# Fragmento del documento

Pudo haber terminado aquí la novela con terrible suspenso; pero el autor la lleva hasta la tiniebla para anunciar el alba.
Ninfa está desolada con su hijo moribundo, su sensibilidad sorda de tanto sufrir y ahí está ñor Bermúdez, ave de presa. La humillación no salva al pequeño; pero ella tiene ahora a Lorenzo en el despertar de la adolescencia, el niño que había querido entender el llanto de la “lloroncita”.
El novelista pone al final la meta de su novela:
—¿Cre usté, mama, que somos sólo nosotros? No, no. Hay muchos igual que nosotros. Somos muchos, ¡muchos! Y mama, tenemos mucha juerza... aunque quieran negánosla.
Ahora se ven allá lejos. A su espalda, detrás de un monte lejanísimo, el sol aparece, brillante y lleno de calor. Las sombras de las dos siluetas se alargan hacia el ocaso, finas y casi iguales... Usted no lo comprende. Usted, quizá, no lo comprende... Pero la sombra del hijo no es una sombra. Es la voz de la aurora.
Una burbuja en el limbo es obra muy diferente a las novelas antes comentadas.
En un mundo transfigurado se refugia el rebelde protagonista que termina golpeado por una realidad trágica. La obra reconstruye el ambiente aldeano de una pequeña ciudad de fines de siglo XIX, con sus casas de adobe, sus pesadas iglesias de tipo colonial, sus costumbres tranquilas y rutinarias. Una aldea recoleta, ordenada día a día por el monótono tañer de las campanas.
Rompe aquella rutina Ignacio Ríos, adolescente resuelto a vivir su propia vida. No le gusta la escuela –claro–, aquella escuela de la letra con sangre entra. Su escuela verdadera está en el corral –entre vacas, panales, pajarillos; entre vaqueros y boñiga–. Es un solitario hacedor de sueños. Sus serias ocupaciones son crear ángeles y encumbrar barriletes. Ángeles y barriletes de caprichosas formas. Él mismo, en su niñez perenne, es un angelote rebelde con extraños problemas por dentro. Pues hay ángeles buenos y ángeles malos y, en la imaginación de Ignacio, hay discordias angélicas. A veces su salvaje íntimo mata al gobernador y a la familia y a toda la ciudad somnolente. Y cuando en su interior todo está destruido, suelta una risa sonora y vuelve a ser ángel bueno.

(Fragmentos del conjunto de anotaciones de ubicación)
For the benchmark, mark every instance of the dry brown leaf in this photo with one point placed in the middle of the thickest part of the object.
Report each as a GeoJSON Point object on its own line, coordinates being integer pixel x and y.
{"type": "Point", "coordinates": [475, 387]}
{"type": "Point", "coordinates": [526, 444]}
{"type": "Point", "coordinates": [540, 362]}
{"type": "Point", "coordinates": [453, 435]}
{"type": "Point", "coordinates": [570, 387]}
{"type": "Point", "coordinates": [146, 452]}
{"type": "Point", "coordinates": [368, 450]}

# Ejercicios
1. Responde brevemente estas preguntas sobre el comentario literario:
(a) ¿Cómo se llama el adolescente que rompe la rutina de la aldea en «Una burbuja en el limbo»?
(b) ¿Cuáles son las serias ocupaciones de ese adolescente?
(c) ¿A quién tiene ahora Ninfa «en el despertar de la adolescencia»?
2. Indica si cada afirmación concuerda con el comentario literario y cita las palabras que lo deciden:
(a) «Una burbuja en el limbo» reconstruye el ambiente de una pequeña ciudad de fines del siglo XIX.
(b) A Ignacio Ríos le gusta la escuela.
(c) La humillación salva al pequeño hijo de Ninfa.
3. Retoma el comentario literario sobre las novelas y continúalo a partir de su última oración.

# Respuestas
1.
(a) Ignacio Ríos.
(b) Crear ángeles y encumbrar barriletes.
(c) A Lorenzo.

2.
(a) Sí: «La obra reconstruye el ambiente aldeano de una pequeña ciudad de fines de siglo XIX».
(b) No: «No le gusta la escuela –claro–».
(c) No: «La humillación no salva al pequeño».

3.
Don Pablo, su padre, vive sus heroísmos en fábulas, e Ignacio –esas raras complejidades del ser humano– siente la necesidad de vencer a su padre en bravura y poderío “e imagina su muerte para vengarlo luego”. E imaginando la tragedia y el llanto en la casa tiene unas lagrimotas en los ojos. Es que en Ignacio el salvaje y el ángel son la misma cosa –uno es la sombra del otro–. No se lleva bien con el padre porque cada uno tiene su mundo. Ignacio crea el suyo y se va con sus papalotes “buscamares y persiguestrellas”. Y, a veces, se escapa de veras, como una vez que se va a Puntarenas –¡qué aventura era entonces!– y, encaramado en un palo de mesana de un navío, quiere irse mar adentro; pero algo, indefinible, lo ata a tierra.
Un extranjero que anda por la playa encuentra un ángel perdido en la arena. El desconocido admira la “talladura de reminiscencia gótica”:
—¿Quién ha hecho esto?
—Yo.
—Usted está loco.
—Loco es el mote que me han puesto...
—Pero hay una diferencia. Yo sé que usted lo está. Trata de hacer arte en un país con una sensibilidad artística apenas en embrión.
...Viven ustedes en unos países muy curiosos. Y el suyo, hombre de Dios, no lo puede ser más. Es el limbo. Carece del sentido de tragedia.
Usted, Ignacio Ríos, es una burbuja en el limbo. Pero ahora creo que este limbo podrá despertar.
En este pasaje, citado fragmentariamente, el autor centra su novela. Critica la mediocridad y la falta de motivación creadora.
Hay pasajes fascinantes en la vida novelada de Ignacio Ríos: los sucesos endiablados de sacristía; la mujer inefable; la arpía que entró en la casa armada del rayo de Jehová; la madre ciega que se embelesa en sus canciones; el hermano comerciante que oculta sus versos; las campanas tocadas a rebato por Ignacio Ríos que descalabran una intriga pueblerina entre conservadores y liberales.
En tragedia culminante, se cumple la premonición de Ríos. Su padre es muerto en el desbarajuste político y el muchacho venga a su padre. Ignacio se pierde luego en el misterio. Un talabartero que fuera su amigo en noches de versos y guitarra, comenta: “Era el asombro; lo milagroso... Creo que iba muy adelante de nosotros”.
Gugú, el sordomudo, nos introduce en un mundo mágico creado por Fabián Dobles en su más reciente novela En el San Juan hay tiburón.
El mudo ha salido del boscaje y se interna en el pastizal. Trae al hombro un cabro recién nacido y en la mano un grueso bejuco. Camina por entre las matas del repasto hacia donde presiente las vacas. Cuando se les acerca ve que rumian echadas a la sombra de unos naranjos, escoge la que le parece más mansa y trata de explicarle a punta de gruñidos y visajes lo que ha sucedido: “Este cabrito se quedó huérfano. Algún cazador le mató a la madre y si no lo alimentamos se va a morir. Te vas a portar bien conmigo y me le vas a regalar de esa agua blanca que le das a tu ternero”. A saber si la vaca lo comprende.
Cuando más tarde el sordomudo se va con él otra vez al hombro, el animalito ya viene lleno y levanta contento las orejas.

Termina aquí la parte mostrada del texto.